Rewrite every record below, substituting "segmentation tool" for "segmenter" and keeping everything else the same. Omit the pictures.

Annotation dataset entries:
┌──
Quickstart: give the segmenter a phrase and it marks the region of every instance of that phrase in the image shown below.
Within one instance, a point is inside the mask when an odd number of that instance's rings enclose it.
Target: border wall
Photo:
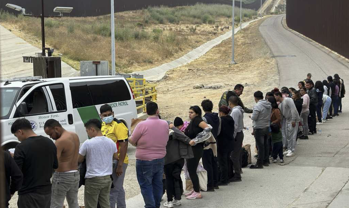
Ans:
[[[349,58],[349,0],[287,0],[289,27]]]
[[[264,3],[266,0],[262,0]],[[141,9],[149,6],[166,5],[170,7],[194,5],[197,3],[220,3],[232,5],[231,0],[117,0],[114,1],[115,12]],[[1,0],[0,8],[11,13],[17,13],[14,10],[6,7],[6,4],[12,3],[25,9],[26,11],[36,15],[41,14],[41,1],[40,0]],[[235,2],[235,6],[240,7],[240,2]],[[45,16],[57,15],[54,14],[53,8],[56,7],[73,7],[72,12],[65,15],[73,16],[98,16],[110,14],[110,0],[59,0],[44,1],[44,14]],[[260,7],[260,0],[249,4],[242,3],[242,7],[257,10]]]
└──
Complete answer:
Quickstart: give the segmentation tool a phrase and it marks the region of every instance of that phrase in the image shown below.
Within one instance, a point is inside the mask when an odd number of that instance's rings enclose it.
Target: border wall
Photo:
Ans:
[[[349,58],[349,0],[287,0],[289,27]]]
[[[264,3],[266,0],[262,0]],[[141,9],[149,6],[166,5],[170,7],[194,5],[197,3],[220,3],[232,5],[231,0],[117,0],[114,1],[115,12]],[[1,0],[0,8],[11,13],[17,13],[14,10],[6,7],[6,4],[12,3],[25,9],[26,11],[36,15],[41,14],[41,1],[40,0]],[[235,2],[235,6],[240,7],[240,2]],[[45,16],[57,15],[54,14],[53,8],[56,7],[73,7],[72,12],[65,15],[73,16],[98,16],[110,14],[110,0],[59,0],[44,1],[44,14]],[[260,7],[260,0],[249,4],[242,3],[242,7],[257,10]]]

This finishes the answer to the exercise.